| Requirement |
Return the whole Pipeweave project description below word for word, without any changes.

| Extract |

Skip to main content

A flexible Python data pipeline library using finite state machines for custom data processing workflows

Project description

Pipeweave

A flexible Python data pipeline library that makes it easy to construct and run custom data pipelines using a finite state machine approach.

Project Goal

I have tried some popular Python data pipeline libraries, and have found them all to be a little hard to use for custom use cases. The goal of this project is to create a pipeline library that avoids some of the common pitfalls and allows users to easily construct pipelines using custom functions and run them using a finite state machine.

Features

  • 🚀 Simple, intuitive API for creating data pipelines
  • 🔄 Built-in state management using finite state machines
  • 📦 Easy integration of custom functions
  • 💾 Multiple storage backends (SQLite included)
  • 🔍 Pipeline status tracking and monitoring
  • ⚡ Efficient execution with dependency management

Installation

pip install pipeweave

Quick Start

Here's a simple example that demonstrates how to create and run a pipeline:

pip install pipeweave

Quick Start

Here's a simple example that demonstrates how to create and run a pipeline:

from pipeweave.core import Pipeline

# Create a pipeline
pipeline = Pipeline(name="data_transformer")

# Define some processing functions
def clean_data(data):
    return [x.strip().lower() for x in data]

def filter_empty(data):
    return [x for x in data if x]

# Add steps to the pipeline
pipeline.add_step(
    name="clean_data",
    description="Clean the data",
    function=clean_data,
    inputs=["raw_data"],
    outputs=["cleaned_data"],
)

pipeline.add_step(
    name="filter_empty",
    description="Filter out empty strings",
    function=filter_empty,
    inputs=["cleaned_data"],
    outputs=["filtered_data"],
    dependencies=["clean_data"],
)

| Data excerpts |

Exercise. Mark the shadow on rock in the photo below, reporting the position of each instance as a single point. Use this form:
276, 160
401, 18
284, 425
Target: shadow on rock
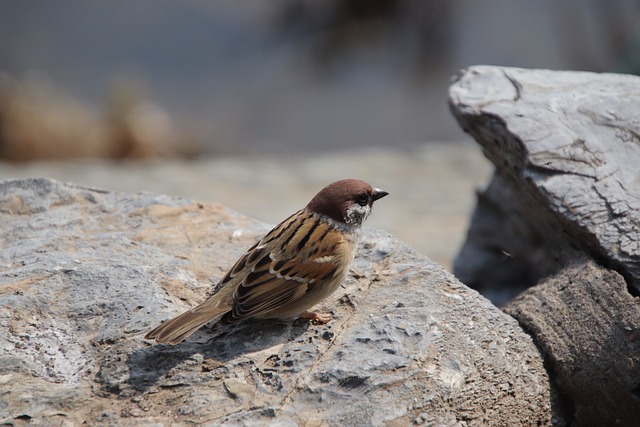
173, 366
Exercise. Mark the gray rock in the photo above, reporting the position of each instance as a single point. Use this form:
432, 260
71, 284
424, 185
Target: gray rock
86, 272
568, 143
592, 351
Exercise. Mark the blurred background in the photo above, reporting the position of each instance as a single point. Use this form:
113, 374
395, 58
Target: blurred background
258, 104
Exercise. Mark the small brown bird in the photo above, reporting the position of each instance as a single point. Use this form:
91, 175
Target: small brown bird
300, 262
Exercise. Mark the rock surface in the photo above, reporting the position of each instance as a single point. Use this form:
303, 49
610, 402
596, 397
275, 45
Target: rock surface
569, 144
85, 272
564, 208
592, 351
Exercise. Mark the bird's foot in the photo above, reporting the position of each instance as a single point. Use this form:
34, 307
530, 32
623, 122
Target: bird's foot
315, 318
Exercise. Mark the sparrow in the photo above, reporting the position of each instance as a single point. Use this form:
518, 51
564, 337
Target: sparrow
299, 263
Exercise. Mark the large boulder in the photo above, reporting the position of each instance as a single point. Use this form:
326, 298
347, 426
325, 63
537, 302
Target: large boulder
562, 211
86, 272
566, 147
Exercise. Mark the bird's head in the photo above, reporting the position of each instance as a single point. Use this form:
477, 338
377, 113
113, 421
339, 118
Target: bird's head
347, 202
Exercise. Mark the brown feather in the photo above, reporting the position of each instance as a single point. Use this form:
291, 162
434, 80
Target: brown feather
296, 265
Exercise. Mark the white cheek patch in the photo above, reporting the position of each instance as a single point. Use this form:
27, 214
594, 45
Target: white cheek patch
356, 214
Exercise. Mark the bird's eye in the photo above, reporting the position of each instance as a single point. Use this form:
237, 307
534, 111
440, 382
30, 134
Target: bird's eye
362, 199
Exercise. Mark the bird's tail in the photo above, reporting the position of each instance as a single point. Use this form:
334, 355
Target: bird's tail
176, 330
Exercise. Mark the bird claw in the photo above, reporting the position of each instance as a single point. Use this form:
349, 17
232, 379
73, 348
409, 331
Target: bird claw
315, 318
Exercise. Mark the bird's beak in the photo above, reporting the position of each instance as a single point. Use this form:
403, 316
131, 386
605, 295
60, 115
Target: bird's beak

| Answer to the problem |
Skip to main content

A flexible Python data pipeline library using finite state machines for custom data processing workflows

Project description

Pipeweave

A flexible Python data pipeline library that makes it easy to construct and run custom data pipelines using a finite state machine approach.

Project Goal

I have tried some popular Python data pipeline libraries, and have found them all to be a little hard to use for custom use cases. The goal of this project is to create a pipeline library that avoids some of the common pitfalls and allows users to easily construct pipelines using custom functions and run them using a finite state machine.

Features

  • 🚀 Simple, intuitive API for creating data pipelines
  • 🔄 Built-in state management using finite state machines
  • 📦 Easy integration of custom functions
  • 💾 Multiple storage backends (SQLite included)
  • 🔍 Pipeline status tracking and monitoring
  • ⚡ Efficient execution with dependency management

Installation

pip install pipeweave

Quick Start

Here's a simple example that demonstrates how to create and run a pipeline:

pip install pipeweave

Quick Start

Here's a simple example that demonstrates how to create and run a pipeline:

from pipeweave.core import Pipeline

# Create a pipeline
pipeline = Pipeline(name="data_transformer")

# Define some processing functions
def clean_data(data):
    return [x.strip().lower() for x in data]

def filter_empty(data):
    return [x for x in data if x]

# Add steps to the pipeline
pipeline.add_step(
    name="clean_data",
    description="Clean the data",
    function=clean_data,
    inputs=["raw_data"],
    outputs=["cleaned_data"],
)

pipeline.add_step(
    name="filter_empty",
    description="Filter out empty strings",
    function=filter_empty,
    inputs=["cleaned_data"],
    outputs=["filtered_data"],
    dependencies=["clean_data"],
)